===== Document =====
Ingredients (serves 3-4)
- 1 acorn squash, washed (you’ll be eating the skin)
- 5-6 eggs, depending on how many slices you have
- 2 tablespoons extra-virgin olive oil
- 1 teaspoon paprika
- 1 teaspoon turmeric
- 1 teaspoon cumin
- salt and pepper to taste
- cheese of choice, if desired
- Preheat oven to 425 degrees. Line a sheet pan with parchment paper.
- Trim off both ends of squash. (For easier slicing, I microwave the whole squash for 3-4 minutes). Slice the squash crosswise into uniform slices, approximately 1/2″-1″ thick. Scoop or cut seeds out to make a hole in the center of each slice.
- Brush both sides of squash slices with olive oil and place on parchment paper. Sprinkle with salt, pepper, paprika, turmeric and cumin. Save a small amount to sprinkle on eggs.
===== Records shown =====
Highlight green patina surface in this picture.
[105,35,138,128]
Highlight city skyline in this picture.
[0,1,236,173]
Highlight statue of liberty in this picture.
=====
▸ What is asked
1. Can you repeat the squash recipe word for word, starting at the words "- 5-6 eggs, depending" and stopping after "of each slice."?
2. Could you go on with the acorn squash recipe from the point where it stops?
The data has no connection to the acorn squash recipe.

▸ The responses
1.
- 5-6 eggs, depending on how many slices you have
- 2 tablespoons extra-virgin olive oil
- 1 teaspoon paprika
- 1 teaspoon turmeric
- 1 teaspoon cumin
- salt and pepper to taste
- cheese of choice, if desired
- Preheat oven to 425 degrees. Line a sheet pan with parchment paper.
- Trim off both ends of squash. (For easier slicing, I microwave the whole squash for 3-4 minutes). Slice the squash crosswise into uniform slices, approximately 1/2″-1″ thick. Scoop or cut seeds out to make a hole in the center of each slice.

2.
- Bake for 15 minutes. Squash should be tender when pricked with a fork.
- Remove from oven and reduce oven temperature to 350 degrees.
- Crack an egg in the center of each slice of squash. Sprinkle with salt, pepper and additional spices. Bake at 350 degrees for 8-10 minutes or until desired doneness. Less time if you prefer your eggs runny.
- Remove from oven and sprinkle with cheese, parsley or chopped green onion.